◆ **Provided records**
- - -
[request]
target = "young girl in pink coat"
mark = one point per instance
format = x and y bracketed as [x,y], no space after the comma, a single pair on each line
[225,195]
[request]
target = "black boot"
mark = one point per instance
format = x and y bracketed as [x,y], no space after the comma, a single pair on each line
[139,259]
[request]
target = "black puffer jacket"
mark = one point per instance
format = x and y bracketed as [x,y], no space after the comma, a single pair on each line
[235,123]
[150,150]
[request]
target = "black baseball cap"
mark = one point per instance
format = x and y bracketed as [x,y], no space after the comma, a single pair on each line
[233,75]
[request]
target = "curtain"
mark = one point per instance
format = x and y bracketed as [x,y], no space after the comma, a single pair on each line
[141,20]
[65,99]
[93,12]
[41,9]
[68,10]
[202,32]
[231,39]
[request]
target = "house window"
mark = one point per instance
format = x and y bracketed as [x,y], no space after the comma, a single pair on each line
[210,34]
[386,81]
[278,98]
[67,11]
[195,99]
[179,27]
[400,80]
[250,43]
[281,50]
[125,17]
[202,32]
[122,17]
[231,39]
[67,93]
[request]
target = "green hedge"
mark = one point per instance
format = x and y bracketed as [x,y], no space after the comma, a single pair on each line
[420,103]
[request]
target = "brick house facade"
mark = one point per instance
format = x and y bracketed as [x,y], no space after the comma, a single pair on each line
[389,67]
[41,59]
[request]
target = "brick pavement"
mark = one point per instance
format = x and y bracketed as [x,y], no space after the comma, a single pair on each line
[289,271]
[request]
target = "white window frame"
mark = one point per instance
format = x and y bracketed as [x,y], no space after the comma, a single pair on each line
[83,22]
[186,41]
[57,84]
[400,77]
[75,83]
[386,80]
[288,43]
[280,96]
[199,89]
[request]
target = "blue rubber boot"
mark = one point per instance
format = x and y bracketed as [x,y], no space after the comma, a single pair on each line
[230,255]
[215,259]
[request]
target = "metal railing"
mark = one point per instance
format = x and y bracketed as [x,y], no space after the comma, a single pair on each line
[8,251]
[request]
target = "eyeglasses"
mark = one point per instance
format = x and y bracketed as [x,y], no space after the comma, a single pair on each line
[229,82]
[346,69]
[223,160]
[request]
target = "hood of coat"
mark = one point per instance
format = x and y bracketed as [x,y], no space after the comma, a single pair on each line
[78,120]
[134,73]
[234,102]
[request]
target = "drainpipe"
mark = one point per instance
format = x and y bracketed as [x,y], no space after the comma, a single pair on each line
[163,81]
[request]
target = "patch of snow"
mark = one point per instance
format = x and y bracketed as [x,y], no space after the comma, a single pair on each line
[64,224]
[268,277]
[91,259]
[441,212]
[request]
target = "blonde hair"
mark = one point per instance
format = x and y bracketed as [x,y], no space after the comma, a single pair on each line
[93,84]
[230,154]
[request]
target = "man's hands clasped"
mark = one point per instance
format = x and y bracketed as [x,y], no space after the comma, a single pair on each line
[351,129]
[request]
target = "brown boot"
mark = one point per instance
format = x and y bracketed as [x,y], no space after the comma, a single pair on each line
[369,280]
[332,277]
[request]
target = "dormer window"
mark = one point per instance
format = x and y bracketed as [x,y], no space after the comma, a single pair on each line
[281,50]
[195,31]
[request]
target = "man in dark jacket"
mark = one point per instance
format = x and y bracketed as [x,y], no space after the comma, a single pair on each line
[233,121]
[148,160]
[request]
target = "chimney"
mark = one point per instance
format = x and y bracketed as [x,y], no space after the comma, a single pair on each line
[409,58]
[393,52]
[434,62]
- - -
◆ **Task objective**
Locate every line in the items above that contains the word "jacket", and copy each of those lines in full.

◆ **Full solution**
target = "black puffer jacket"
target = "man in dark jacket"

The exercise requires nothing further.